(TASK DETAILS): The full listing, reproduced exactly, is what the response must contain.

========

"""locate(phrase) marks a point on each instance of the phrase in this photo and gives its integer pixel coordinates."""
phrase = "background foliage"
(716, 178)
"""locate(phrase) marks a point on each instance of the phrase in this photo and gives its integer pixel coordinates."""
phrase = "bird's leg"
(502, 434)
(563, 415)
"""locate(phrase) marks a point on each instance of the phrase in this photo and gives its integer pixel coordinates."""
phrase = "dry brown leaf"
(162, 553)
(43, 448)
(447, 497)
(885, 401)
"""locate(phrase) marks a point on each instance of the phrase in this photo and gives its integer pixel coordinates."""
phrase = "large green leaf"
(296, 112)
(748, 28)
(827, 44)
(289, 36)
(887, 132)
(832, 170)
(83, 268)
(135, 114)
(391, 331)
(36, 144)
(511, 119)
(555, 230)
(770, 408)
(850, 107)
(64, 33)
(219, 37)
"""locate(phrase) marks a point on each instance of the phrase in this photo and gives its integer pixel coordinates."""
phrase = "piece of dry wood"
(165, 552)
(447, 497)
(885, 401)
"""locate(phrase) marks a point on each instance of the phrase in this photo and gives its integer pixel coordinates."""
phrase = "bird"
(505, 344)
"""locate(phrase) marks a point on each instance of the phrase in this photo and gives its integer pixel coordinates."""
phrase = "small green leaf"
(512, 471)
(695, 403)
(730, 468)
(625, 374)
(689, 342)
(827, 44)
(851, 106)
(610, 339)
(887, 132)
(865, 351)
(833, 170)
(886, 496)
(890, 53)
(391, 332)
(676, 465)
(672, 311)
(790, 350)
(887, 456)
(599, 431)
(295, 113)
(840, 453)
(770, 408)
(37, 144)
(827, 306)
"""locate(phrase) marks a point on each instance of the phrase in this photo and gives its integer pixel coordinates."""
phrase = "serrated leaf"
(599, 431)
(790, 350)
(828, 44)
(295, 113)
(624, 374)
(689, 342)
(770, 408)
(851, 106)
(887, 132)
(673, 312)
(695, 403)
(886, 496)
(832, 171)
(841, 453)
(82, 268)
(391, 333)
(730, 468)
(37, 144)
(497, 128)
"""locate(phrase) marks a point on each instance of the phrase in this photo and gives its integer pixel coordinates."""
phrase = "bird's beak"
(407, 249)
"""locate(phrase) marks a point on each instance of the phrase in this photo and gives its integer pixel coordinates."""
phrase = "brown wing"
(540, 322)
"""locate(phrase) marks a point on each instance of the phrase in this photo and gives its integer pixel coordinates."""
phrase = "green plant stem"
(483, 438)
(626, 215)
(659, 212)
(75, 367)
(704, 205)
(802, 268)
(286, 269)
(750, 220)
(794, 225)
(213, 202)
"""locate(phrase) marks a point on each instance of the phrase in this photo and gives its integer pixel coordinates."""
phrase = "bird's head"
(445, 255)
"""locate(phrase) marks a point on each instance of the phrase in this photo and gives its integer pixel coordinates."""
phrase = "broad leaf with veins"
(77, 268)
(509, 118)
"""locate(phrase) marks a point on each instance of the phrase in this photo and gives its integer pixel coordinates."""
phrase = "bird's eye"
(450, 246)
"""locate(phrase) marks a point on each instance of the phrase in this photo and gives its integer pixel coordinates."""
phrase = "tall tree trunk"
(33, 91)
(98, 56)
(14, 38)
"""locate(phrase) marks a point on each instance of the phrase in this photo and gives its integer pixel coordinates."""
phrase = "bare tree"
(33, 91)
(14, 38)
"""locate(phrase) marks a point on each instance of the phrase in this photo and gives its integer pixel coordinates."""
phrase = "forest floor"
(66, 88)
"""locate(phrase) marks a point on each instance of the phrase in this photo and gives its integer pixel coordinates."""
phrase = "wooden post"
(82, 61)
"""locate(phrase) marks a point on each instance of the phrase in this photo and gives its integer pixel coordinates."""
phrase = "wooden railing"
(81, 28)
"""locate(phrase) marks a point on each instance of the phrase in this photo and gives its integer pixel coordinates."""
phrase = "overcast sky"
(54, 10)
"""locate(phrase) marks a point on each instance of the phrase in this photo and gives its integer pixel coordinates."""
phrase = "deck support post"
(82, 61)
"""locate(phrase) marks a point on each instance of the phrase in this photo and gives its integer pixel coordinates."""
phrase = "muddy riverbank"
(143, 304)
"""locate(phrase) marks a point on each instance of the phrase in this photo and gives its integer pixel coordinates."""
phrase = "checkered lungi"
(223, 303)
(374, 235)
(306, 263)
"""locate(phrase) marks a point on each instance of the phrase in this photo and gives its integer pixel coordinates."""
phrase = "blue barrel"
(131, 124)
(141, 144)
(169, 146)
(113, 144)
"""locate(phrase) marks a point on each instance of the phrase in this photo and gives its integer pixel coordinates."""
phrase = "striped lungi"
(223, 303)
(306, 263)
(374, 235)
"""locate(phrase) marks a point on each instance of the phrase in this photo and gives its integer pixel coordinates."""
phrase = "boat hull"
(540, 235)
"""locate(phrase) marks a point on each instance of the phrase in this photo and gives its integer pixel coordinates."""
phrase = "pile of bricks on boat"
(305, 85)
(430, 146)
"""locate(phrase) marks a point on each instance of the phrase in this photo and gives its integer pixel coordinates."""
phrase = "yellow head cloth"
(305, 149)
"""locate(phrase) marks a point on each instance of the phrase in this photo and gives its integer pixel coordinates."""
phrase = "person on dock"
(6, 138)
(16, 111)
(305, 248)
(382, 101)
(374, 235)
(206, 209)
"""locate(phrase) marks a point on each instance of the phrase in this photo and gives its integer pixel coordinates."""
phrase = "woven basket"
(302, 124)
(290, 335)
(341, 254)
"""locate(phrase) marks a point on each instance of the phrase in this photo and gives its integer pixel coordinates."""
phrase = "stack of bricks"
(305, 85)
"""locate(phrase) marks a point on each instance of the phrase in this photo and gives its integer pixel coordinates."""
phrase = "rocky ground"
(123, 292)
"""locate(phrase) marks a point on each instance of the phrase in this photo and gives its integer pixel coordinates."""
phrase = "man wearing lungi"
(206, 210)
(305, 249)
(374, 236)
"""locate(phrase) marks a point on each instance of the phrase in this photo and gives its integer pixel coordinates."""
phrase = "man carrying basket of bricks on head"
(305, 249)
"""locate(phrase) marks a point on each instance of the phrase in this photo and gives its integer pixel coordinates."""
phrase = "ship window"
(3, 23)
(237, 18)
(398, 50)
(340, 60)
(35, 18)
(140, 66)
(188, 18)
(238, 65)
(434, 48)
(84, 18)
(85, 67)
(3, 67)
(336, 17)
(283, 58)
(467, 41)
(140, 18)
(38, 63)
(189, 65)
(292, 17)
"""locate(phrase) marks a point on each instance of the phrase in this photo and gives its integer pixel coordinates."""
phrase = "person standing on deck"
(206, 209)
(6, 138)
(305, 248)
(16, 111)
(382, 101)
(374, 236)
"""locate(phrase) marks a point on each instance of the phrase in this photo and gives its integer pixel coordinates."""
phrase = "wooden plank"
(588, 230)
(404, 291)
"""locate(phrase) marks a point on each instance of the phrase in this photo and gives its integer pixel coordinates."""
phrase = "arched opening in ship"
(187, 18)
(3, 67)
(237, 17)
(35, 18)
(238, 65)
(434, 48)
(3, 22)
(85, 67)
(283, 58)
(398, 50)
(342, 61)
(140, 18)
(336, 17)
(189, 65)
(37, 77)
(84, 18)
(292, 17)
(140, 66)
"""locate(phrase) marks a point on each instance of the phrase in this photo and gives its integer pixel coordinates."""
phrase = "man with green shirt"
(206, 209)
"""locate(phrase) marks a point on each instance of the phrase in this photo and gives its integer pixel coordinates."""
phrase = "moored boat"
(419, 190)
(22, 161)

========

(WRITTEN RESPONSE):
"""locate(phrase) marks a point on each instance of the phrase in this photo and gives its integer pixel coordinates."""
phrase = "background foliage"
(716, 178)
"""locate(phrase) marks a point on each instance of the phrase in this photo and gives its integer pixel coordinates."""
phrase = "bird's leg"
(502, 434)
(563, 415)
"""locate(phrase) marks a point on each instance of the phrase in this photo and gives its integer pixel coordinates."""
phrase = "dry brown leaf"
(162, 553)
(43, 448)
(447, 497)
(885, 401)
"""locate(phrase) marks a point on each instance of the phrase in this photo and gives its integer pixel coordinates."""
phrase = "large green leaf"
(296, 112)
(748, 28)
(827, 44)
(289, 36)
(887, 132)
(832, 170)
(83, 268)
(135, 114)
(391, 331)
(36, 144)
(511, 119)
(555, 230)
(770, 408)
(850, 107)
(64, 33)
(219, 37)
"""locate(phrase) marks a point on each instance of the phrase in this photo and gives its integer pixel coordinates."""
phrase = "piece of dry wood"
(165, 552)
(447, 497)
(885, 401)
"""locate(phrase) marks a point on each instance of the phrase in this photo and gives its integer pixel coordinates."""
phrase = "bird"
(505, 344)
"""locate(phrase) marks a point on each instance of the phrase in this photo and gives its integer pixel coordinates."""
phrase = "small green leaf"
(512, 471)
(695, 403)
(730, 468)
(625, 374)
(689, 342)
(827, 44)
(851, 106)
(610, 339)
(887, 132)
(865, 351)
(833, 170)
(886, 496)
(890, 53)
(391, 332)
(676, 465)
(672, 311)
(790, 350)
(887, 456)
(599, 431)
(295, 113)
(840, 453)
(770, 408)
(37, 144)
(827, 306)
"""locate(phrase) marks a point on each instance of the phrase in this photo and gives its integer pixel coordinates."""
phrase = "serrated leaf"
(599, 431)
(790, 350)
(828, 44)
(295, 113)
(624, 374)
(689, 342)
(770, 408)
(851, 106)
(887, 132)
(673, 312)
(695, 403)
(886, 496)
(832, 171)
(841, 453)
(82, 268)
(391, 333)
(730, 468)
(37, 144)
(497, 128)
"""locate(phrase) marks a point on each instance of the phrase in this photo and gives its integer pixel coordinates."""
phrase = "bird's beak"
(407, 249)
"""locate(phrase) marks a point on each instance of the phrase in this photo and gives its integer pixel coordinates."""
phrase = "brown wing"
(540, 322)
"""locate(phrase) marks a point on each instance of the phrase in this photo and gives its integer pixel coordinates."""
phrase = "green plant stem"
(483, 438)
(626, 215)
(659, 212)
(75, 367)
(704, 205)
(802, 268)
(286, 269)
(750, 220)
(794, 225)
(213, 202)
"""locate(phrase) marks a point on each instance of the phrase in this photo and gives its integer pixel coordinates."""
phrase = "bird's head"
(445, 255)
"""locate(phrase) marks a point on each instance of the phrase in this photo and gives its integer pixel coordinates."""
phrase = "broad leaf with veins"
(77, 268)
(509, 118)
"""locate(phrase) marks a point on each instance of the phrase in this photo and gives its integer pixel coordinates."""
phrase = "bird's eye"
(450, 246)
"""locate(phrase) marks a point on each instance of the phrase in this photo and gives its integer pixel coordinates."""
phrase = "tall tree trunk"
(33, 91)
(98, 56)
(14, 38)
"""locate(phrase) marks a point on each instance of the phrase in this photo and gives its integer pixel coordinates."""
phrase = "bare tree"
(33, 91)
(14, 38)
"""locate(phrase) marks a point on each instance of the phrase in this photo and gives its integer pixel coordinates."""
phrase = "forest floor"
(66, 88)
"""locate(phrase) marks a point on each instance of the phrase in this photo and gives its integer pixel coordinates."""
phrase = "wooden post"
(82, 61)
"""locate(phrase) marks a point on each instance of the phrase in this photo and gives its integer pixel coordinates."""
phrase = "wooden railing"
(81, 28)
"""locate(phrase) marks a point on each instance of the phrase in this photo and gives its integer pixel coordinates."""
phrase = "overcast sky"
(54, 10)
"""locate(phrase) marks a point on each instance of the phrase in this photo and gives its integer pixel coordinates."""
phrase = "deck support post"
(82, 61)
"""locate(phrase) marks a point on each instance of the phrase in this photo and gives its integer pixel coordinates."""
phrase = "muddy riverbank"
(143, 304)
"""locate(phrase) marks a point on each instance of the phrase in this photo and gives its integer pixel coordinates."""
phrase = "checkered lungi"
(223, 303)
(374, 235)
(306, 263)
"""locate(phrase) marks a point on each instance of the phrase in this photo and gives its integer pixel coordinates."""
phrase = "blue barrel"
(131, 124)
(141, 144)
(169, 146)
(113, 144)
"""locate(phrase) marks a point on each instance of the phrase in this photo and gives its integer pixel coordinates."""
phrase = "striped lungi"
(223, 303)
(306, 263)
(374, 235)
"""locate(phrase) marks a point on each instance of the phrase in this photo and gives its integer pixel coordinates."""
phrase = "boat hull"
(540, 235)
"""locate(phrase) marks a point on each instance of the phrase in this photo and gives its integer pixel coordinates."""
phrase = "pile of bricks on boat"
(305, 85)
(430, 146)
"""locate(phrase) marks a point on each instance of the phrase in this photo and gives its integer pixel coordinates."""
phrase = "yellow head cloth"
(305, 149)
"""locate(phrase) marks a point on each instance of the phrase in this photo and gives its integer pixel coordinates."""
phrase = "person on dock"
(6, 138)
(16, 111)
(305, 248)
(382, 101)
(374, 235)
(206, 209)
"""locate(phrase) marks a point on each instance of the phrase in this photo and gives its integer pixel coordinates."""
phrase = "woven basket"
(302, 124)
(290, 335)
(341, 254)
"""locate(phrase) marks a point on each instance of the phrase in this photo and gives its integer pixel coordinates."""
phrase = "stack of bricks"
(305, 85)
"""locate(phrase) marks a point on each instance of the phrase in this photo and gives its integer pixel coordinates."""
phrase = "rocky ground"
(123, 292)
"""locate(phrase) marks a point on each instance of the phrase in this photo and gives its integer pixel coordinates."""
phrase = "man wearing lungi"
(206, 210)
(305, 249)
(374, 236)
"""locate(phrase) marks a point on each instance of the phrase in this photo and gives its integer pixel coordinates."""
phrase = "man carrying basket of bricks on head"
(305, 249)
"""locate(phrase) marks a point on each instance of the phrase in this photo and gives its integer pixel coordinates."""
phrase = "ship window"
(3, 23)
(237, 18)
(398, 50)
(340, 60)
(35, 18)
(140, 66)
(188, 18)
(238, 65)
(434, 48)
(84, 18)
(85, 67)
(3, 67)
(336, 17)
(283, 58)
(467, 41)
(140, 18)
(38, 63)
(189, 65)
(292, 17)
"""locate(phrase) marks a point on each instance of the phrase in this photo and gives its integer pixel coordinates."""
phrase = "person standing on deck"
(206, 209)
(6, 138)
(305, 248)
(16, 111)
(382, 101)
(374, 236)
"""locate(phrase) marks a point on each instance of the phrase in this photo and gives its integer pixel coordinates."""
phrase = "wooden plank"
(588, 230)
(404, 291)
"""locate(phrase) marks a point on each instance of the phrase in this photo and gives its integer pixel coordinates."""
phrase = "arched opening in ship"
(187, 18)
(3, 67)
(237, 17)
(35, 18)
(238, 65)
(434, 48)
(3, 22)
(85, 67)
(283, 58)
(398, 50)
(342, 61)
(140, 18)
(336, 17)
(189, 65)
(37, 77)
(84, 18)
(292, 17)
(140, 66)
"""locate(phrase) marks a point on each instance of the phrase in this photo and gives its integer pixel coordinates."""
phrase = "man with green shirt"
(206, 209)
"""locate(phrase) marks a point on each instance of the phrase in this photo and gives its integer pixel coordinates."""
phrase = "moored boat"
(419, 190)
(22, 161)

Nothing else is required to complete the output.